● Text segment:
========
Re: [PATCH v1 00/54] block: support multipage bvec

[Date Prev][Date Next][Thread Prev][Thread Next][Date Index][Thread Index]

 



Hi Guys,

On Tue, Dec 27, 2016 at 11:55 PM, Ming Lei <tom.leiming@xxxxxxxxx> wrote:
> Hi,
>
> This patchset brings multipage bvec into block layer. Basic
> xfstests(-a auto) over virtio-blk/virtio-scsi have been run
> and no regression is found, so it should be good enough
> to show the approach now, and any comments are welcome!
>
> 1) what is multipage bvec?
>
> Multipage bvecs means that one 'struct bio_bvec' can hold
> multiple pages which are physically contiguous instead
> of one single page used in linux kernel for long time.
>
> 2) why is multipage bvec introduced?
>
> Kent proposed the idea[1] first.
>
> As system's RAM becomes much bigger than before, and
> at the same time huge page, transparent huge page and
> memory compaction are widely used, it is a bit easy now
> to see physically contiguous pages from fs in I/O.
========
● Given material:
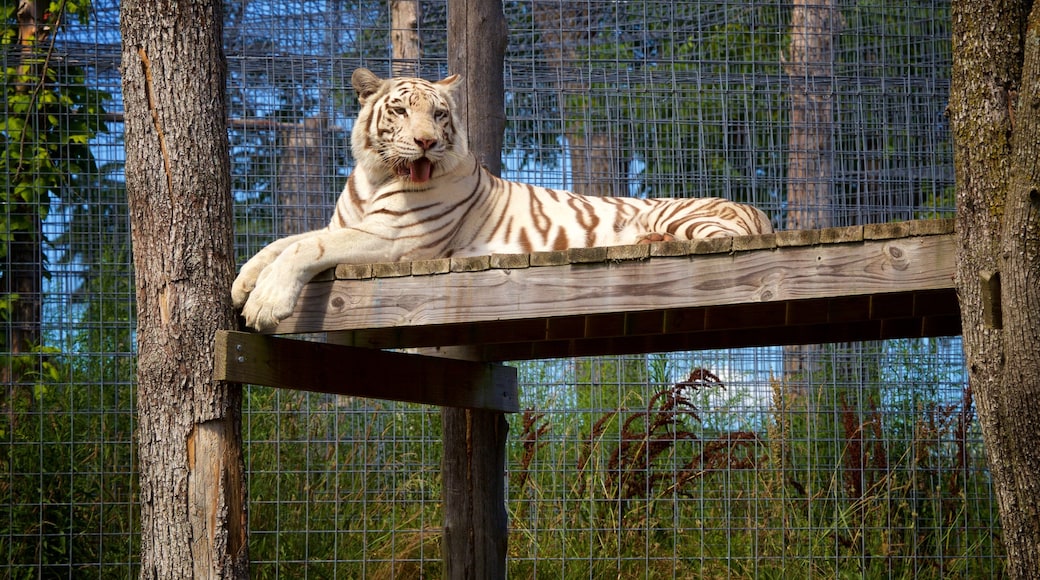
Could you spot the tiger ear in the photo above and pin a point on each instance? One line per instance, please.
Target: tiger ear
(449, 82)
(366, 83)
========
● Directions:
a) Based on the multipage bvec post, state whether each statement agrees with it, answering yes or no and quoting the deciding words.
(i) The basic xfstests run over virtio-blk and virtio-scsi found no regression.
(ii) Under multipage bvec, one 'struct bio_bvec' may hold several pages that need not be physically contiguous.
(iii) Ming Lei was the first to propose the idea of multipage bvec.
b) Answer each question from the multipage bvec post.
(i) On what date did Ming Lei write the quoted message?
(ii) With what option were the xfstests run?
(iii) Which three things are named as widely used at the same time that system RAM has grown?
c) Proceed with the multipage bvec post, starting after its last sentence.
The listing above has no connection to the multipage bvec post.

● Final results:
a)
(i) Yes: "no regression is found"
(ii) No: "multiple pages which are physically contiguous"
(iii) No: "Kent proposed the idea[1] first."

b)
(i) Tue, Dec 27, 2016
(ii) -a auto
(iii) Huge page, transparent huge page and memory compaction

c)
> On the other hand, from block layer's view, it isn't
> necessary to store intermediate pages into bvec, and
> it is enough to just store the physicallly contiguous
> 'segment'.
>
> Also huge pages are being brought to filesystem[2], we
> can do IO a hugepage a time[3], requires that one bio can
> transfer at least one huge page one time. Turns out it isn't
> flexiable to change BIO_MAX_PAGES simply[3]. Multipage bvec
> can fit in this case very well.
>
> With multipage bvec:
>
> - bio size can be increased and it should improve some
> high-bandwidth IO case in theory[4].
>
> - Inside block layer, both bio splitting and sg map can
> become more efficient than before by just traversing the
> physically contiguous 'segment' instead of each page.
>
> - there is possibility in future to improve memory footprint
> of bvecs usage.
>
> 3) how is multipage bvec implemented in this patchset?
>
> The 1st 9 patches comment on some special cases. As we saw,
> most of cases are found as safe for multipage bvec,
> only fs/buffer, MD and btrfs need to deal with. Both fs/buffer
> and btrfs are dealt with in the following patches based on some
> new block APIs for multipage bvec.
>
> Given a little more work is involved to cleanup MD, this patchset
> introduces QUEUE_FLAG_NO_MP for them, and this component can still
> see/use singlepage bvec. In the future, once the cleanup is done, the
> flag can be killed.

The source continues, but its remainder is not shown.